[Provided passage]
▼▼▼

When looking for the symbolism of the crane I found this:

Today this practice of folding 1,000 cranes represents a form of healing and hope during challenging times. After the events of September 11, as a gesture of support and healing, thousands of cranes were folded and linked together in chains and sent to fire and police stations, museums, and churches throughout New York City. 

Traditionally, flocks of 1,000 cranes are offered at shrines or temples with prayer, based on the belief that the effort to fold such a large number will surely be rewarded. Chains are often given to someone suffering from illness, as a prayer for their recovery, as a wish for happiness, and as an expression of sympathy and peace.  

A prayer often spoken over time by mothers seeking the protection of cranes has been: 
            “O flock of heavenly cranes - cover my child with your wings.”

Suddenly those cranes on the train today had a whole new meaning. I am left wondering if someone out there is folding 1000 cranes and leaving them in random places as a gesture of hope and healing after the loss we all suffered on December 14th.

▲▲▲

[Tasks to complete]
1. In the passage about folding paper cranes, alter the section starting with "A prayer often" and going on through "on December 14th." by putting "bus" in place of "train".
2. Carry the passage about folding paper cranes further, beginning after its final sentence.

[Given records]
▼▼▼

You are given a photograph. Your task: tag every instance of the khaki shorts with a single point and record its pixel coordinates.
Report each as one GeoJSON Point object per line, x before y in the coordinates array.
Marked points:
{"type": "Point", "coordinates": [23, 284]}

▲▲▲
▼▼▼

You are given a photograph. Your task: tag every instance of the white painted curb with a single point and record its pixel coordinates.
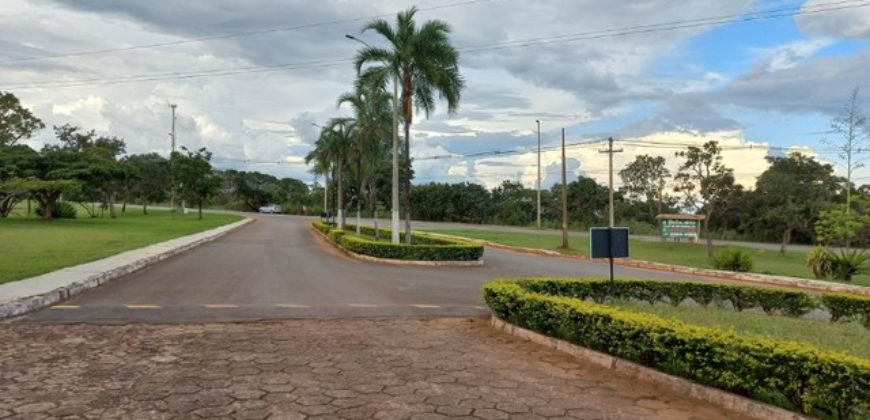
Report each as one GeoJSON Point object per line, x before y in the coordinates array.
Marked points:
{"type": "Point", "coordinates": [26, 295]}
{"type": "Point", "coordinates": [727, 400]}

▲▲▲

[Written answers]
1.
A prayer often spoken over time by mothers seeking the protection of cranes has been: 
            “O flock of heavenly cranes - cover my child with your wings.”

Suddenly those cranes on the bus today had a whole new meaning. I am left wondering if someone out there is folding 1000 cranes and leaving them in random places as a gesture of hope and healing after the loss we all suffered on December 14th.

2.
I certainly hope that's why they were there. And I'm so glad I found them at my seat today.

I made it downtown, hopped off the train and ran to the Museum (literally - it was part of my workout today). I went inside and handed my Groupon receipt to the lady at the ticket booth, along with two Acts of Kindness cards. I told her I was doing a random act of kindness and would like her to give the cards and the tickets to the next two people who came in behind me. She was confused. I told her again: just give my two tickets to the people in back of me along with those cards. She asked what it was all about. I told her I was doing 26 Act of Kindness in honor of the Sandy Hook victims and today's was for Mrs. Murphy who was a patron of the arts and I thought she would appreciate this. She still looked puzzled as I walked away. Perhaps I should have just asked for the tickets myself and handed them to the people who, by that time, were directly in back of me - a man in full cycling gear (yes, only in Portland will you find someone walking into an art museum decked out in exercise gear), and a mother with her toddler son. 

I hope that the ticket lady fully comprehended what I was doing and that the tickets made it to these individuals. And I hope that they appreciated the gesture in honor of a true hero.

Thank you, Annie.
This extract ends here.